:: Teks Bacaan ::
══════════

3. Untuk sementara waktu kedudukan kota dan Gemeente diteruskan seperti
    sekarang.

Hasil sidang lainnya adalah dibentuknya Kementrian atau Departemen yang meliputi :
1. Departemn Luar Negeri
2. Departemen Dalam Negeri
3. Departemen Kehakiman
4. Departemen Keuangan
5. Departemen Kemakmuran
6. Departemen Kesehatan
7. Departemen Pengajaran, Pendidikan dan Kebudayaan
8. Departemen Sosial
9. Departemen Pertahanan
10. Departemen Penerangan
11. Departemen Perhubungan
12. Departemen Pekerjaan Umum

                 3. Sidang Ketiga (20 Agustus 1945)
Pada sidang yang ketiga ini PPKI melakukan pembahasan tentang Badan Penolong Keluarga Korban Perang, yang menghasilkan putusan terdiri dari 8 pasal, salah satu pasal tersebut adalah pasal 2 yang menyebutkan perlunya pembentukan suatu badan yang disebut Badan Keamanan Rakyat.

                 4. Sidang Keempat (22 Agustus 1945)
Pada sidang yang keempat ini mengagendakan pembahasan tentang Kedudukan KNIP, hasil keputusannya KNIP Pusat berkedudukan di Jakarta.

I.       Masa Setelah Proklamasi Kemerdekaan
Secara ilmiah proklamasi kemerdekaan mengandung pengertian sebagai berikut:
a. Dari sudut Ilmu Hukum (Yuridis) Proklamasi merupakan saat tidak berlakunya 
    tertib hukum kolonial, dan mulai berlakunya tertib hukum nasional (Indonesia).

══════════

:: Bagian Kumpulan Data ::
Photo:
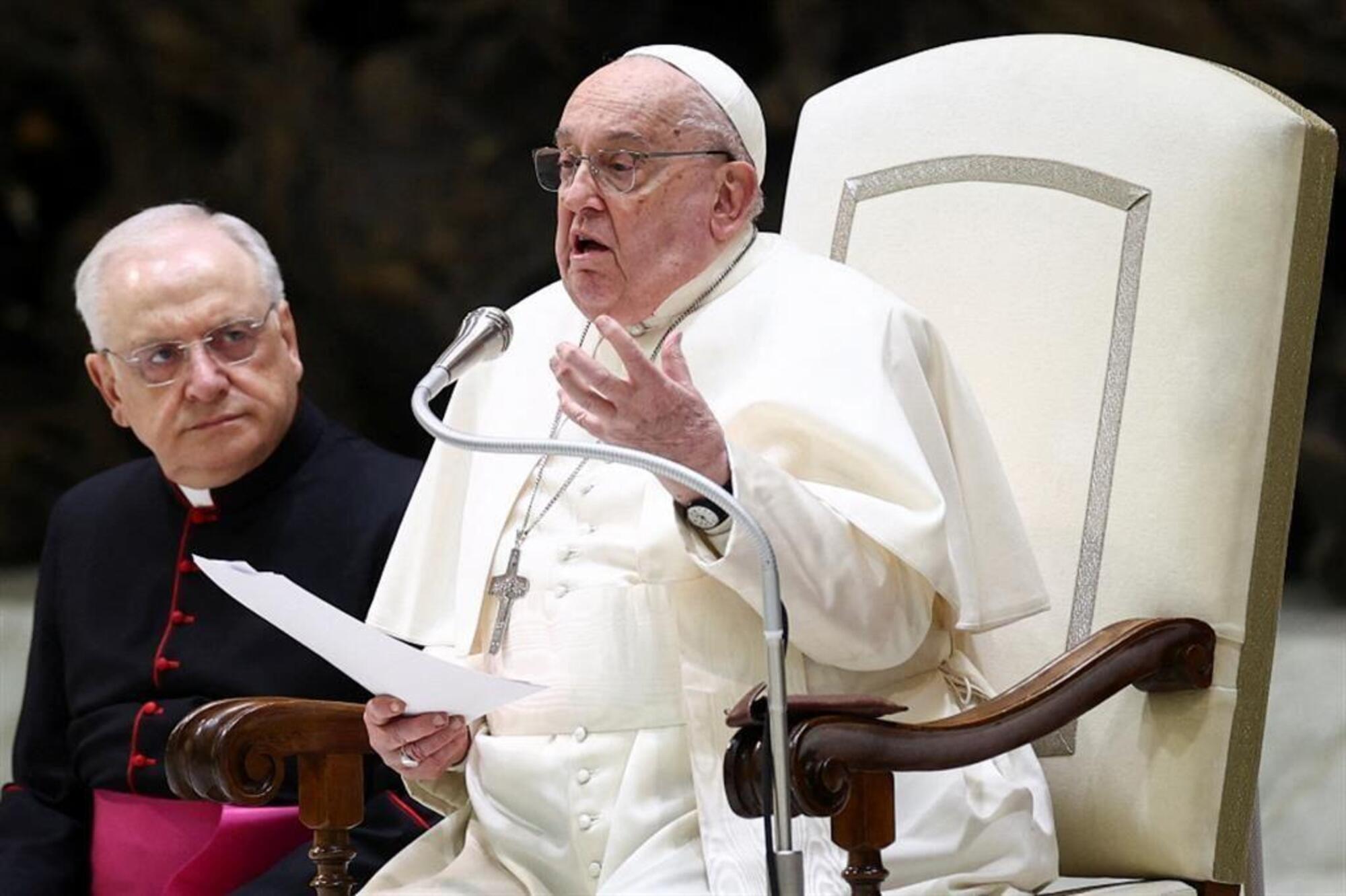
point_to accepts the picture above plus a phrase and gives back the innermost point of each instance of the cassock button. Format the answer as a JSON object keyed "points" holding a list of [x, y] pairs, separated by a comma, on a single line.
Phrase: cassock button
{"points": [[204, 515]]}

══════════

Sunting teks tentang sidang PPKI dengan menuliskan kembali bagiannya, mulai dari bagian yang memuat "Pada sidang yang keempat" dan berhenti setelah "hukum nasional (Indonesia).". Dalam bagian itu, ganti "Jakarta" dengan "Yogyakarta". Daftar di atas tidak diperlukan untuk mengerjakan latihan ini.

:: Jawaban Latihan ::
Pada sidang yang keempat ini mengagendakan pembahasan tentang Kedudukan KNIP, hasil keputusannya KNIP Pusat berkedudukan di Yogyakarta.

I.       Masa Setelah Proklamasi Kemerdekaan
Secara ilmiah proklamasi kemerdekaan mengandung pengertian sebagai berikut:
a. Dari sudut Ilmu Hukum (Yuridis) Proklamasi merupakan saat tidak berlakunya 
    tertib hukum kolonial, dan mulai berlakunya tertib hukum nasional (Indonesia).